◆ **Task requirements**
Rewrite these lines with every "rough mask" changed to "coarse mask", keeping everything else the same.

◆ **Records for this task**
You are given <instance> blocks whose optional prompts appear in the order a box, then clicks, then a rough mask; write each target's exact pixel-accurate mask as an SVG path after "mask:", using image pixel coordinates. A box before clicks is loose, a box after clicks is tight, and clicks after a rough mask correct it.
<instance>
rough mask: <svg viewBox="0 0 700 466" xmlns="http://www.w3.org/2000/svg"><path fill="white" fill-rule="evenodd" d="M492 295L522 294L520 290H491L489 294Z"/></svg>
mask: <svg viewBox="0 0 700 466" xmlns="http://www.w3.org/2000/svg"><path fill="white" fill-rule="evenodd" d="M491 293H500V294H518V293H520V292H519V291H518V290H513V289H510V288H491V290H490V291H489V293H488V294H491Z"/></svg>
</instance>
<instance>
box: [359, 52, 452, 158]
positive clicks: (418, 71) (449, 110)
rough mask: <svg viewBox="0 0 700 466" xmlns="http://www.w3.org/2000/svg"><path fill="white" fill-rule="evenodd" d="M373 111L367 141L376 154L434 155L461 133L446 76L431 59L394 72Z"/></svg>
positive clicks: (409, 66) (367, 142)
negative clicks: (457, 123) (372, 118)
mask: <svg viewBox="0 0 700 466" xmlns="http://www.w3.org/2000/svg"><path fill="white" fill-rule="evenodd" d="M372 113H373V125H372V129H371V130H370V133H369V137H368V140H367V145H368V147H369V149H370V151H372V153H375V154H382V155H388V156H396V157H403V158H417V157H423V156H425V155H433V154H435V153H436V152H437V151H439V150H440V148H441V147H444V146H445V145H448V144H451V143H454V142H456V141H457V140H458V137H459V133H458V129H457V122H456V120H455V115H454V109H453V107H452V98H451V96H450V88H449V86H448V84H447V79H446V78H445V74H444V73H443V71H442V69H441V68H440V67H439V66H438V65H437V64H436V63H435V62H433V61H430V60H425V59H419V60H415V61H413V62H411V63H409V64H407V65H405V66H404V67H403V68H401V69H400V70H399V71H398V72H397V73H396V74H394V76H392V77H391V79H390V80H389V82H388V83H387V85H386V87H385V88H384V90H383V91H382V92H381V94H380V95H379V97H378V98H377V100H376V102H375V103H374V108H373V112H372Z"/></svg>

◆ **Expected answer**
You are given <instance> blocks whose optional prompts appear in the order a box, then clicks, then a coarse mask; write each target's exact pixel-accurate mask as an SVG path after "mask:", using image pixel coordinates. A box before clicks is loose, a box after clicks is tight, and clicks after a coarse mask correct it.
<instance>
coarse mask: <svg viewBox="0 0 700 466" xmlns="http://www.w3.org/2000/svg"><path fill="white" fill-rule="evenodd" d="M492 295L522 294L520 290H491L489 294Z"/></svg>
mask: <svg viewBox="0 0 700 466" xmlns="http://www.w3.org/2000/svg"><path fill="white" fill-rule="evenodd" d="M491 293H500V294H518V293H520V292H519V291H518V290H513V289H510V288H491V290H490V291H489V293H488V294H491Z"/></svg>
</instance>
<instance>
box: [359, 52, 452, 158]
positive clicks: (418, 71) (449, 110)
coarse mask: <svg viewBox="0 0 700 466" xmlns="http://www.w3.org/2000/svg"><path fill="white" fill-rule="evenodd" d="M373 111L367 141L376 154L434 155L461 133L446 76L431 59L394 72Z"/></svg>
positive clicks: (409, 66) (367, 142)
negative clicks: (457, 123) (372, 118)
mask: <svg viewBox="0 0 700 466" xmlns="http://www.w3.org/2000/svg"><path fill="white" fill-rule="evenodd" d="M372 113H373V125H372V129H371V130H370V133H369V137H368V140H367V145H368V147H369V149H370V151H372V153H375V154H382V155H388V156H396V157H403V158H417V157H423V156H425V155H433V154H435V153H436V152H437V151H439V150H440V148H441V147H444V146H445V145H448V144H451V143H454V142H456V141H457V140H458V137H459V133H458V129H457V122H456V120H455V115H454V109H453V107H452V98H451V96H450V88H449V86H448V84H447V79H446V78H445V74H444V73H443V71H442V69H441V68H440V67H439V66H438V65H437V64H436V63H435V62H433V61H430V60H425V59H419V60H415V61H413V62H411V63H409V64H407V65H405V66H404V67H403V68H401V69H400V70H399V71H398V72H397V73H396V74H394V76H392V77H391V79H390V80H389V82H388V83H387V85H386V87H385V88H384V90H383V91H382V92H381V94H380V95H379V97H378V98H377V100H376V102H375V103H374V108H373V112H372Z"/></svg>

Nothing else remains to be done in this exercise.